Directions for this task:
From the line that contains "Point to the long" to the last line of the records below, retype each line exactly; leave out everything else.

Dataset extract:
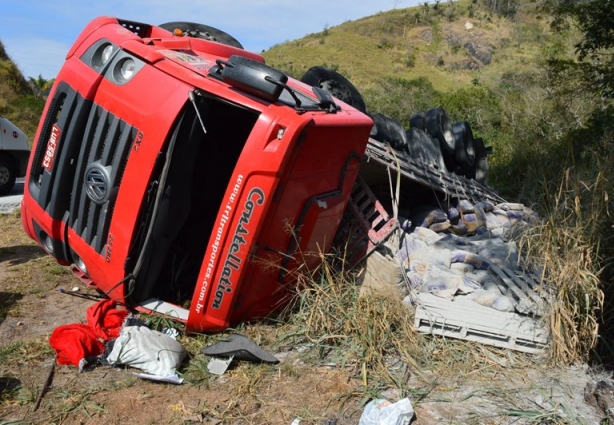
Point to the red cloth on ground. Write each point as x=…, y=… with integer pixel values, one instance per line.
x=75, y=342
x=105, y=319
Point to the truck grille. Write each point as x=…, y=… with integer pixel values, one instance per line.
x=106, y=143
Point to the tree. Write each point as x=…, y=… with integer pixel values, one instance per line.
x=595, y=50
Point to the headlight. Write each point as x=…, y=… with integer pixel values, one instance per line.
x=123, y=68
x=107, y=53
x=127, y=69
x=100, y=55
x=80, y=264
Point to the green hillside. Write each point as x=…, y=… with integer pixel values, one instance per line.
x=451, y=45
x=17, y=100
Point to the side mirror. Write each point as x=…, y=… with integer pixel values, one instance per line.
x=251, y=76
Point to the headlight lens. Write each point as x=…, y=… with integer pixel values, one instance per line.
x=106, y=54
x=127, y=69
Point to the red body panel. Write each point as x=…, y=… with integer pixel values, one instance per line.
x=281, y=205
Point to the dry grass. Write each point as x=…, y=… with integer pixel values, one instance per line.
x=572, y=249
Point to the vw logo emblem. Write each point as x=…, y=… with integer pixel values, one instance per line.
x=97, y=184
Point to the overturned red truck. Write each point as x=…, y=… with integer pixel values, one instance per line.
x=179, y=174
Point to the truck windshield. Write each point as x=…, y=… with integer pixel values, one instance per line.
x=180, y=219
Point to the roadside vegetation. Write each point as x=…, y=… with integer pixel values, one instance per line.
x=523, y=76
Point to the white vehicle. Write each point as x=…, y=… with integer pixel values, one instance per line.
x=14, y=154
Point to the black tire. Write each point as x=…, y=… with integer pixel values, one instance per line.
x=481, y=161
x=8, y=173
x=389, y=130
x=439, y=127
x=424, y=149
x=205, y=32
x=464, y=152
x=336, y=84
x=417, y=120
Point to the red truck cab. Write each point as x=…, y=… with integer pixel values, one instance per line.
x=186, y=177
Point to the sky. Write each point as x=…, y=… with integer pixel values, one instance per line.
x=36, y=34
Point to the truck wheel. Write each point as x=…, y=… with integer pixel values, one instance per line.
x=424, y=149
x=389, y=130
x=205, y=32
x=417, y=121
x=439, y=127
x=336, y=84
x=481, y=161
x=464, y=150
x=7, y=175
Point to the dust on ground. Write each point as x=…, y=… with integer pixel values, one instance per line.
x=31, y=306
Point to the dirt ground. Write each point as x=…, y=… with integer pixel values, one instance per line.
x=31, y=306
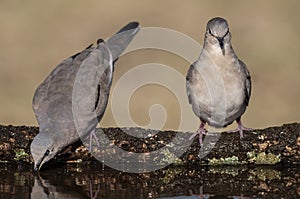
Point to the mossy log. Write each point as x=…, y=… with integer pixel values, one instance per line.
x=270, y=146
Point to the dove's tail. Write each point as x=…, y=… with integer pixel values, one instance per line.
x=118, y=42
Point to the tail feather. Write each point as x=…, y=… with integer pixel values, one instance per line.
x=118, y=42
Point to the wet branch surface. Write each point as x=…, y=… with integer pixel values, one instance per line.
x=270, y=146
x=264, y=164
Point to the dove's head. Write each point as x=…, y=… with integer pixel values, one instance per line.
x=217, y=32
x=43, y=148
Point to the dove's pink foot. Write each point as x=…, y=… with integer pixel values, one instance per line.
x=240, y=128
x=201, y=131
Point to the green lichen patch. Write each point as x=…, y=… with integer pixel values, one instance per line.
x=263, y=158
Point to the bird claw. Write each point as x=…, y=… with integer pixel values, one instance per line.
x=93, y=135
x=200, y=132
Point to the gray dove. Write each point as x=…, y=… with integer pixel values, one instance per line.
x=79, y=83
x=218, y=84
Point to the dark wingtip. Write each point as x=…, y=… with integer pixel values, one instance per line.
x=130, y=26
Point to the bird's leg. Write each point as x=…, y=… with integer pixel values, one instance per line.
x=240, y=128
x=201, y=131
x=93, y=135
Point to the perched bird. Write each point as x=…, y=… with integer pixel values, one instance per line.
x=218, y=84
x=54, y=99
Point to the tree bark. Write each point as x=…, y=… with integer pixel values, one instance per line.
x=270, y=146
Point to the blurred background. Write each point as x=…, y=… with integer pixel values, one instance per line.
x=36, y=35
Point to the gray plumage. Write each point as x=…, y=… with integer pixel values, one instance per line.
x=54, y=99
x=218, y=83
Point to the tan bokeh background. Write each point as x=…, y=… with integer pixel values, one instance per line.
x=36, y=35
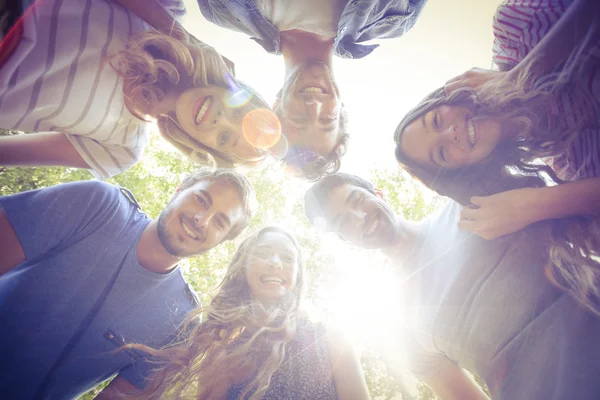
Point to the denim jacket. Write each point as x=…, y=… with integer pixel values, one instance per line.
x=361, y=20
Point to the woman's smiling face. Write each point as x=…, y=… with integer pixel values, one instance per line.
x=205, y=114
x=450, y=137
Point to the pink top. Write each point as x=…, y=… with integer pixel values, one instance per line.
x=518, y=26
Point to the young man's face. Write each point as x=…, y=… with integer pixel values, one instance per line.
x=360, y=217
x=199, y=218
x=310, y=109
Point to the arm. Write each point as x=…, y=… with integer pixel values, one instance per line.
x=10, y=246
x=40, y=149
x=116, y=388
x=450, y=382
x=346, y=370
x=580, y=19
x=511, y=211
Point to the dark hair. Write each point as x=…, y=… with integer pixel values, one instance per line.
x=230, y=177
x=319, y=192
x=308, y=164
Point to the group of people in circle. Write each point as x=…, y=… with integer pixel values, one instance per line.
x=504, y=281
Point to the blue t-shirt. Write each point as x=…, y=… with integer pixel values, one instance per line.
x=63, y=320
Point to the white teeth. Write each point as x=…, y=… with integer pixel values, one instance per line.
x=203, y=110
x=373, y=226
x=471, y=129
x=313, y=89
x=272, y=280
x=188, y=231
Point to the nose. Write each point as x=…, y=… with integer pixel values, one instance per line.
x=357, y=217
x=451, y=133
x=314, y=108
x=275, y=261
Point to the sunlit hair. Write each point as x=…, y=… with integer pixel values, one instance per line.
x=155, y=64
x=574, y=243
x=228, y=177
x=318, y=194
x=239, y=341
x=308, y=164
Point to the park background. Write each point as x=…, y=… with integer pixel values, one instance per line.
x=350, y=289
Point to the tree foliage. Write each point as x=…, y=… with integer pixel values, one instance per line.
x=280, y=201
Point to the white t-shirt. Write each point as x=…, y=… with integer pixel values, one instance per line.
x=57, y=80
x=316, y=16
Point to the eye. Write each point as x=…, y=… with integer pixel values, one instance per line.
x=201, y=201
x=442, y=154
x=223, y=138
x=436, y=121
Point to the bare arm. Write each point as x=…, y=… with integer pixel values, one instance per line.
x=116, y=389
x=40, y=149
x=346, y=370
x=507, y=212
x=10, y=246
x=452, y=383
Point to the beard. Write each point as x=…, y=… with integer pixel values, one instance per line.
x=167, y=239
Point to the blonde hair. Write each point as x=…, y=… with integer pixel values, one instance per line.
x=241, y=341
x=155, y=64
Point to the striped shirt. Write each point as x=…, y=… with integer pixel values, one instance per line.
x=518, y=26
x=57, y=80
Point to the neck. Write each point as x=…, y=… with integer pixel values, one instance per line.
x=404, y=240
x=151, y=253
x=301, y=47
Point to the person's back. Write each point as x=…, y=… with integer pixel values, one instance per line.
x=496, y=314
x=81, y=294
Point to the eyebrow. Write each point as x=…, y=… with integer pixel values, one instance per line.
x=208, y=197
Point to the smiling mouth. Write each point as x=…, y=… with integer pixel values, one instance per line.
x=372, y=226
x=471, y=131
x=313, y=90
x=189, y=231
x=201, y=109
x=271, y=280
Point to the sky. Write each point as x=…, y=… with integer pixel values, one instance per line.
x=449, y=38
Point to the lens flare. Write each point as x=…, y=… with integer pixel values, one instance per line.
x=261, y=128
x=236, y=96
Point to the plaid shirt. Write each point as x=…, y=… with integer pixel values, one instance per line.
x=361, y=20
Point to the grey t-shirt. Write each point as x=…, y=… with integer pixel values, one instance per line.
x=488, y=306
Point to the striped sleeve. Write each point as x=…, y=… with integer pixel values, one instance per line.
x=519, y=25
x=106, y=159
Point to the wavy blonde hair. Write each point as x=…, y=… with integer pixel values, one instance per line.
x=573, y=243
x=155, y=64
x=240, y=340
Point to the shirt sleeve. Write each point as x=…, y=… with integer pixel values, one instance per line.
x=106, y=159
x=48, y=218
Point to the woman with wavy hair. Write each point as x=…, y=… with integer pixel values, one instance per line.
x=484, y=146
x=88, y=79
x=253, y=341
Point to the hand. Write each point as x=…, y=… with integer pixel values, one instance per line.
x=473, y=78
x=500, y=214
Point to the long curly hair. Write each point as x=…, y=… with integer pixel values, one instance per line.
x=240, y=340
x=574, y=243
x=155, y=64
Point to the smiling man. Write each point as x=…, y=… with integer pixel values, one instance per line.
x=481, y=305
x=308, y=33
x=84, y=271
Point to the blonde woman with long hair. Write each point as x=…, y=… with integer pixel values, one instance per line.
x=495, y=148
x=253, y=341
x=88, y=79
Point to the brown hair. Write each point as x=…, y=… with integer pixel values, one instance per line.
x=240, y=340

Answer to the problem:
Point to the long curly hair. Write each point as x=…, y=… with integer pixel values, one instance per line.
x=240, y=340
x=574, y=243
x=155, y=64
Point to the smiling man. Write each point as x=…, y=… with integer pixel values, one instance per line.
x=481, y=305
x=308, y=33
x=84, y=271
Point to the blonde woman with long hair. Write each point as x=…, y=… with integer pixel values, one instance per line.
x=495, y=148
x=253, y=341
x=88, y=79
Point to the brown hair. Write each point as x=…, y=… with integer pixel values, one instance per line.
x=240, y=340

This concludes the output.